__TASK__.
Among the entries, find the lines with the string "metal" and copy them.

__ENTRIES PROVIDED__.
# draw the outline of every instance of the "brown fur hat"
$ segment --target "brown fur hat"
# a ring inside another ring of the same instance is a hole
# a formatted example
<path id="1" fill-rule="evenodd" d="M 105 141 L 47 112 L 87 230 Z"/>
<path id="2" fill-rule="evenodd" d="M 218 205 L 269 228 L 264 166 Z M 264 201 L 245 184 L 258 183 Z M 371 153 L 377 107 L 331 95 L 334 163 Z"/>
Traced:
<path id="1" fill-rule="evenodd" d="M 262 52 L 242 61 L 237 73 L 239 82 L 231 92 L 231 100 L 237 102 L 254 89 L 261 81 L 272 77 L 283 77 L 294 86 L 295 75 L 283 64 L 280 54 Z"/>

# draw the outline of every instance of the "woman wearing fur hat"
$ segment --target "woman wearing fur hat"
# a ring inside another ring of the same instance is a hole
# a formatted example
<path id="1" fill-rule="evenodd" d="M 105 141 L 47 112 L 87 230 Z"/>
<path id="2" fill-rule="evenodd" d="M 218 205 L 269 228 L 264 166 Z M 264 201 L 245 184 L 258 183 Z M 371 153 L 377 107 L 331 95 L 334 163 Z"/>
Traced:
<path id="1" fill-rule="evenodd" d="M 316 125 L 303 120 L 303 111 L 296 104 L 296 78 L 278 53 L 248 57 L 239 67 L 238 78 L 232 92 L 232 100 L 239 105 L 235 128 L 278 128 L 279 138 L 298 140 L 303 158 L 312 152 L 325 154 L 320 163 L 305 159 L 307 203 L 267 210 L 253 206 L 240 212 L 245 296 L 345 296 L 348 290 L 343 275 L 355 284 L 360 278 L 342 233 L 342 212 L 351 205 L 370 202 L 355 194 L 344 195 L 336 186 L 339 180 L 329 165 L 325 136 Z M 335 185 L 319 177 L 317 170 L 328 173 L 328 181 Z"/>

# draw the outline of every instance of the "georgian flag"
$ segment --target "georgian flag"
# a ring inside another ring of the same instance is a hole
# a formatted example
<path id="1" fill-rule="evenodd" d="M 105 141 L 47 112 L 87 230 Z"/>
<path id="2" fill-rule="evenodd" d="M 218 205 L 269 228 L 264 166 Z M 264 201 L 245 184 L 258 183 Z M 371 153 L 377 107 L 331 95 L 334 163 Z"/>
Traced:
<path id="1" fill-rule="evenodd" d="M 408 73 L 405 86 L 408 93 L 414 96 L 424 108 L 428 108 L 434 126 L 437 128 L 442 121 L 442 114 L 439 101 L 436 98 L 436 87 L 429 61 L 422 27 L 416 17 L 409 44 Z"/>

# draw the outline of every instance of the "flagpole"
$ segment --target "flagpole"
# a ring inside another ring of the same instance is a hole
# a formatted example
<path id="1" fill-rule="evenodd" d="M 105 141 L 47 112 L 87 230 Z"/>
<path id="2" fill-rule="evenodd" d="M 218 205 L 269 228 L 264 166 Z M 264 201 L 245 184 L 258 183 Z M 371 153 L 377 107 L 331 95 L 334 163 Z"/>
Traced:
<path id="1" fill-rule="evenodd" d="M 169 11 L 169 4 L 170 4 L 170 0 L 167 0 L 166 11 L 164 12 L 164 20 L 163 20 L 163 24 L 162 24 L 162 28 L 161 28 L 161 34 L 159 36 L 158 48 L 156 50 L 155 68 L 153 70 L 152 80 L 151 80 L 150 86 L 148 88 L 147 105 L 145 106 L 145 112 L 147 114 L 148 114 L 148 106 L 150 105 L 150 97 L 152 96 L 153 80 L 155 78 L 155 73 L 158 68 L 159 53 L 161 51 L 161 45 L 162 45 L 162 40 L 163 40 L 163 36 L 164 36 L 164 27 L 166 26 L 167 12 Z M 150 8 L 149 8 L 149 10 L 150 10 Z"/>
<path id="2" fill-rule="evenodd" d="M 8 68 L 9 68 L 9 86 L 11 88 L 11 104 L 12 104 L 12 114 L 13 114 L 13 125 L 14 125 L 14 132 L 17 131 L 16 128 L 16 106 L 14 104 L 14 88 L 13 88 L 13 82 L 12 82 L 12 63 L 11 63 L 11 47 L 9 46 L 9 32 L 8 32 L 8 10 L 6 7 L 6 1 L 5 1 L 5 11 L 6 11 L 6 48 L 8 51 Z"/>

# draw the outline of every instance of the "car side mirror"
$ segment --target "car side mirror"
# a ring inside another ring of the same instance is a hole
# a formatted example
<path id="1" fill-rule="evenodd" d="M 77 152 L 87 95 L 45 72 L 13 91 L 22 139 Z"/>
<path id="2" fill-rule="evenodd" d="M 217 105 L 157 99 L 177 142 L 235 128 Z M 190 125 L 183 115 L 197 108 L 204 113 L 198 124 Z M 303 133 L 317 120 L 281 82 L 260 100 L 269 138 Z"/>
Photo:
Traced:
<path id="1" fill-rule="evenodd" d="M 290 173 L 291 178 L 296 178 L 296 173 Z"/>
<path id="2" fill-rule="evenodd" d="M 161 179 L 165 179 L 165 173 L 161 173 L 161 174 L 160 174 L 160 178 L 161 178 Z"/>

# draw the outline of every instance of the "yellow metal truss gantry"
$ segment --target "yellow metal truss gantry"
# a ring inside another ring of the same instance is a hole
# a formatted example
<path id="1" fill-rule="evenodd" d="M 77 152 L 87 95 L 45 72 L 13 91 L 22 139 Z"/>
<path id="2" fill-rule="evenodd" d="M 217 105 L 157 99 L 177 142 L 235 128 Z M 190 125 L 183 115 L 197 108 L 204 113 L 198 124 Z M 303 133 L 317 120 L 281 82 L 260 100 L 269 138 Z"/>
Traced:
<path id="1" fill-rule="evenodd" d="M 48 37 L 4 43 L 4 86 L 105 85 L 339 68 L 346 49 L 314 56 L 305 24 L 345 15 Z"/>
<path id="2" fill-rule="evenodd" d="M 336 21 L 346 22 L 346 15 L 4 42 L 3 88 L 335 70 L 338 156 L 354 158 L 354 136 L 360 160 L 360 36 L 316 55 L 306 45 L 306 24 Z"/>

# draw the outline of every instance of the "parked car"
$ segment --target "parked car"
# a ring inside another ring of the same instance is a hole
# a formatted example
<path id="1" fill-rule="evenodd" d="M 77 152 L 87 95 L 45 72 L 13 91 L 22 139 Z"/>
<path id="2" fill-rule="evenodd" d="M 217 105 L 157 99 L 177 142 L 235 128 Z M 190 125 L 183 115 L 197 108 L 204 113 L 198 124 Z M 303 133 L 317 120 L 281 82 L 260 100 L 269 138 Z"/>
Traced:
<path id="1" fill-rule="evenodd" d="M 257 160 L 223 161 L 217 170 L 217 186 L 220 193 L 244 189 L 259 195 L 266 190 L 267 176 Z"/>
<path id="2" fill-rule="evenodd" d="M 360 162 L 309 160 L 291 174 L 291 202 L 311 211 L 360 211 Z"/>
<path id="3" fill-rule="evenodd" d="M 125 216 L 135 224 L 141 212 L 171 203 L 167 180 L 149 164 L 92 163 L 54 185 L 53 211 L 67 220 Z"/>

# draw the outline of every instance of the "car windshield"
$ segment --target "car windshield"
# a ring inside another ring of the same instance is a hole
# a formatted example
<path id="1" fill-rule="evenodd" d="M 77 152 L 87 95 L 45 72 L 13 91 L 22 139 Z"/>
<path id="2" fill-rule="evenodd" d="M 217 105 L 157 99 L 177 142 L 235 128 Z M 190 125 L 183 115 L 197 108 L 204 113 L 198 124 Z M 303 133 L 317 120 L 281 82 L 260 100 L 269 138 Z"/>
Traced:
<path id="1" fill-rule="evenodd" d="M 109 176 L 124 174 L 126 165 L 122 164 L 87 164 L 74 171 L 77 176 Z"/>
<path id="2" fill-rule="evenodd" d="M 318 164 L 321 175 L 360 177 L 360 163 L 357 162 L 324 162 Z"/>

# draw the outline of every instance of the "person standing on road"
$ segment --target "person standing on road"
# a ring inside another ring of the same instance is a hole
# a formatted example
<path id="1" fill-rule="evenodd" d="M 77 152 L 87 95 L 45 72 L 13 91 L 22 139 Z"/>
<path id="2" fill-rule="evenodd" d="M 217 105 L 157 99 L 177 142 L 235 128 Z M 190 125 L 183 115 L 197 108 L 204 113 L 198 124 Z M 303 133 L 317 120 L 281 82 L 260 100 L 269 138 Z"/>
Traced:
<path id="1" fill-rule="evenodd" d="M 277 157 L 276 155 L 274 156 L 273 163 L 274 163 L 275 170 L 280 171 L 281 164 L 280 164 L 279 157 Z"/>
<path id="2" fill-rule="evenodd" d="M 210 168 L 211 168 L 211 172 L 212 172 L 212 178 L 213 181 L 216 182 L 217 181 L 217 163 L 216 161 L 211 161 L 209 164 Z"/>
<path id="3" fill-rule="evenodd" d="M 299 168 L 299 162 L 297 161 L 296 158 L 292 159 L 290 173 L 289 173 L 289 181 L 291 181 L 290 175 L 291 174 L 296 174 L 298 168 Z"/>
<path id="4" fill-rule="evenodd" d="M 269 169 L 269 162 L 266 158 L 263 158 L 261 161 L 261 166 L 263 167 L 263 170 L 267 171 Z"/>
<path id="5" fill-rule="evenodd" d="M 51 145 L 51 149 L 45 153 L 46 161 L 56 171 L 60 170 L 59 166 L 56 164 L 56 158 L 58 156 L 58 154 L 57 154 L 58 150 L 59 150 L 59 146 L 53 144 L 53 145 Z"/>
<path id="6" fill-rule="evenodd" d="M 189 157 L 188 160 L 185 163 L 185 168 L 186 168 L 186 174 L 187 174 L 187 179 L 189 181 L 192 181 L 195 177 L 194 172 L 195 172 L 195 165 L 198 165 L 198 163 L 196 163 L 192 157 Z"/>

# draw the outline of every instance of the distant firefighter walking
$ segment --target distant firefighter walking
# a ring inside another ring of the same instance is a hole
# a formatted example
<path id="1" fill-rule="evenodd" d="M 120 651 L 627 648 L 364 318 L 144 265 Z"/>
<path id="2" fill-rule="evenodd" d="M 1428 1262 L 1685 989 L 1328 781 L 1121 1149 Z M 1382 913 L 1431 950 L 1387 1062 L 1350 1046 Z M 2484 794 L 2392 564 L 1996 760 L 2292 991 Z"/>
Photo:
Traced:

__EXERCISE OUTPUT__.
# draw the outline of every instance of the "yellow metal truss gantry"
$ segment --target "yellow metal truss gantry"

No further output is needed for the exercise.